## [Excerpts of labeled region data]
▬▬▬▬▬▬

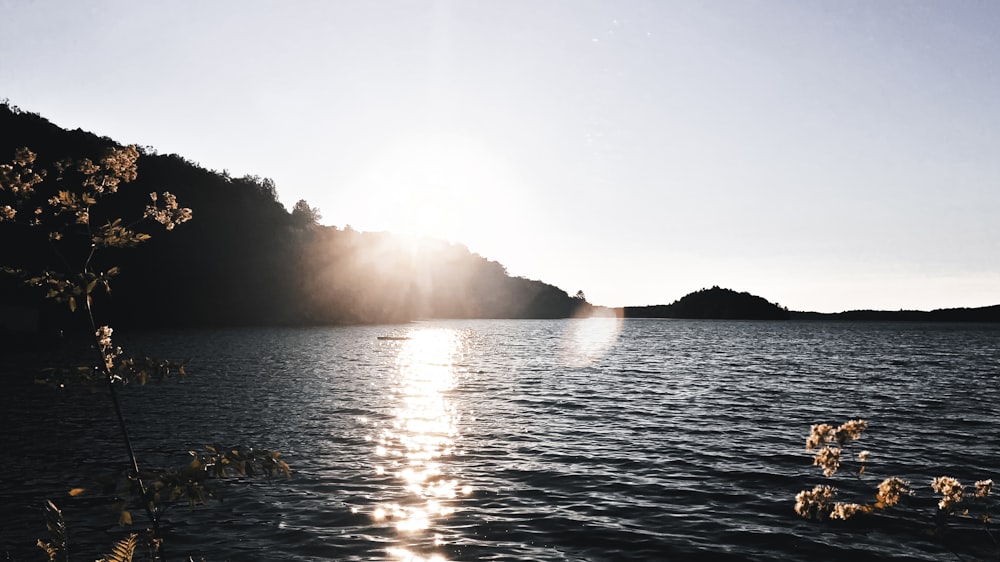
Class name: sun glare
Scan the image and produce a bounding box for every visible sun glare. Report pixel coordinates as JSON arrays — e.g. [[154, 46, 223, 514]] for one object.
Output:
[[563, 317, 624, 367], [371, 330, 472, 560]]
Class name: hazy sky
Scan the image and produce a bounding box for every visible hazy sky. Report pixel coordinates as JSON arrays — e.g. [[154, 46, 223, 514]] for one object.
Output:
[[0, 0, 1000, 311]]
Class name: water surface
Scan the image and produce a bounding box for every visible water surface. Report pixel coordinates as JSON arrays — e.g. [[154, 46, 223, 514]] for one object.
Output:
[[0, 319, 1000, 560]]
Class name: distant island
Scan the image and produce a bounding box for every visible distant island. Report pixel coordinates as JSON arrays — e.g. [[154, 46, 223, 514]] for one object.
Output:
[[616, 286, 1000, 322], [0, 102, 1000, 341], [622, 286, 790, 320]]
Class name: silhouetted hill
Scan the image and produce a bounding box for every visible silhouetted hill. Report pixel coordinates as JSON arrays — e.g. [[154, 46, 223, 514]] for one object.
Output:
[[0, 103, 590, 327], [623, 287, 789, 320], [791, 305, 1000, 322]]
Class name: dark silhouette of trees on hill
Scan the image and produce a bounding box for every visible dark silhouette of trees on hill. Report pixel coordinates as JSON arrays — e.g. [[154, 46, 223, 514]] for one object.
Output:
[[624, 286, 789, 320], [0, 103, 590, 328]]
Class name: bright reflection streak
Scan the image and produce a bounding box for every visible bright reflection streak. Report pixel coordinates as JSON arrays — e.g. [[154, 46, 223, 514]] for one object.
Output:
[[563, 317, 624, 367], [366, 329, 472, 562]]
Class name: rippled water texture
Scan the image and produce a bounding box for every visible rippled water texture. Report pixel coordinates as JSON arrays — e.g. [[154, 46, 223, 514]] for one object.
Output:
[[0, 319, 1000, 561]]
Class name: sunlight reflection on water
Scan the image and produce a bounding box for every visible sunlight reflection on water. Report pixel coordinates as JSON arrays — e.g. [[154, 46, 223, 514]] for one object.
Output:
[[372, 329, 472, 562], [563, 317, 624, 367]]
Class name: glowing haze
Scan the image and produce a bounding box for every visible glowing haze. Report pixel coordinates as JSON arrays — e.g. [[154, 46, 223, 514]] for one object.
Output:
[[0, 0, 1000, 311]]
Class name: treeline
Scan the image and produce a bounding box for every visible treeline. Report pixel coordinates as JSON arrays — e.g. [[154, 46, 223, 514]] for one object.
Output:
[[623, 286, 789, 320], [0, 99, 590, 329], [792, 305, 1000, 322]]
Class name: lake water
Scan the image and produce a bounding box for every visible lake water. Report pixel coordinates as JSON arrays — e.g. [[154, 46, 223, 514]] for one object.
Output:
[[0, 319, 1000, 561]]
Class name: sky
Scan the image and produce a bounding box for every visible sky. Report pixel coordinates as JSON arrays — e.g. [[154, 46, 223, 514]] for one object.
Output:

▬▬▬▬▬▬

## [The exercise]
Reproduce every line precisely as given, omitting all pictures.

## [Exercise output]
Class name: sun glare
Scan the image and produce a bounding box for every visible sun glare. Report pixel coordinates as JSON arrays — e.g. [[154, 46, 223, 514]] for one object.
Output:
[[563, 317, 624, 367], [371, 330, 472, 560]]
Class name: hazy sky
Scan the image and produce a bounding box for every visible hazy sky. Report pixel coordinates as JSON arrays — e.g. [[154, 46, 223, 514]] for one object.
Output:
[[0, 0, 1000, 311]]
Class name: water surface
Scan the image and produce a bounding box for every visible water surface. Report pixel coordinates as JSON arrays — e.g. [[154, 46, 223, 514]] for one object.
Output:
[[0, 319, 1000, 560]]
Class name: distant island
Scan the image and produce a bounding box for every visible distant island. Report pixel coordinates as JSON arrays — e.g. [[154, 46, 223, 514]] for one object.
Output:
[[616, 286, 1000, 322], [0, 102, 1000, 341], [622, 286, 790, 320]]
Class name: silhouetted hill
Scan the image and produce a bounding box for every visible silhouetted hill. Report pixel coordinates as JSON arrays — e.g. [[154, 46, 223, 514]] for one object.
Output:
[[0, 103, 590, 327], [623, 287, 789, 320], [791, 305, 1000, 322]]
Class name: dark silhouette of trees on hill
Scan the image and produce a bounding box for every visible dark silhouette of trees on hill. Report pixel coordinates as JSON arrays — e.g. [[154, 46, 223, 514]] for one object.
Output:
[[624, 286, 789, 320], [0, 103, 590, 328]]
Class name: bright reflection streak
Scan the image and produce a bounding box for every visible bright reflection streak. Report pixel coordinates as JSON arrays — e.g. [[154, 46, 223, 514]] for one object.
Output:
[[563, 317, 624, 367], [366, 329, 472, 562]]
Class name: rippled water texture
Scan the image and produce a bounding box for every visible rippled water texture. Report pixel coordinates as JSON arrays — e.g. [[154, 46, 223, 514]] for one object.
Output:
[[0, 319, 1000, 561]]
Class name: sunlight reflection on water
Scan the image and produce a bounding box for every visible sunlight reflection on water. Report pixel coordinates as JSON arrays — e.g. [[154, 46, 223, 514]] for one object.
Output:
[[372, 329, 472, 562], [563, 317, 624, 367]]
Class name: glowing haze
Scan the image and produce a bounding box for every visible glowing haze. Report pixel coordinates as JSON arrays — e.g. [[154, 46, 223, 514]] for one object.
Output:
[[0, 0, 1000, 311]]
Class name: treeline
Scan the image and produce a bounding box for every visible treeline. Report pixel coordinates as JSON arrays — e.g. [[154, 46, 223, 514]] for one object.
Output:
[[623, 286, 789, 320], [0, 99, 590, 329], [792, 305, 1000, 322]]
Class name: lake water
Scan the image and produce a bounding box for every visible lake water. Report pixel coordinates as JSON arrays — e.g. [[154, 46, 223, 514]] for one object.
Output:
[[0, 319, 1000, 561]]
Class name: sky
Scan the image and produce a bounding box for every visible sky. Report pixel coordinates as JSON arrays — e.g. [[154, 46, 223, 514]] for one object.
Output:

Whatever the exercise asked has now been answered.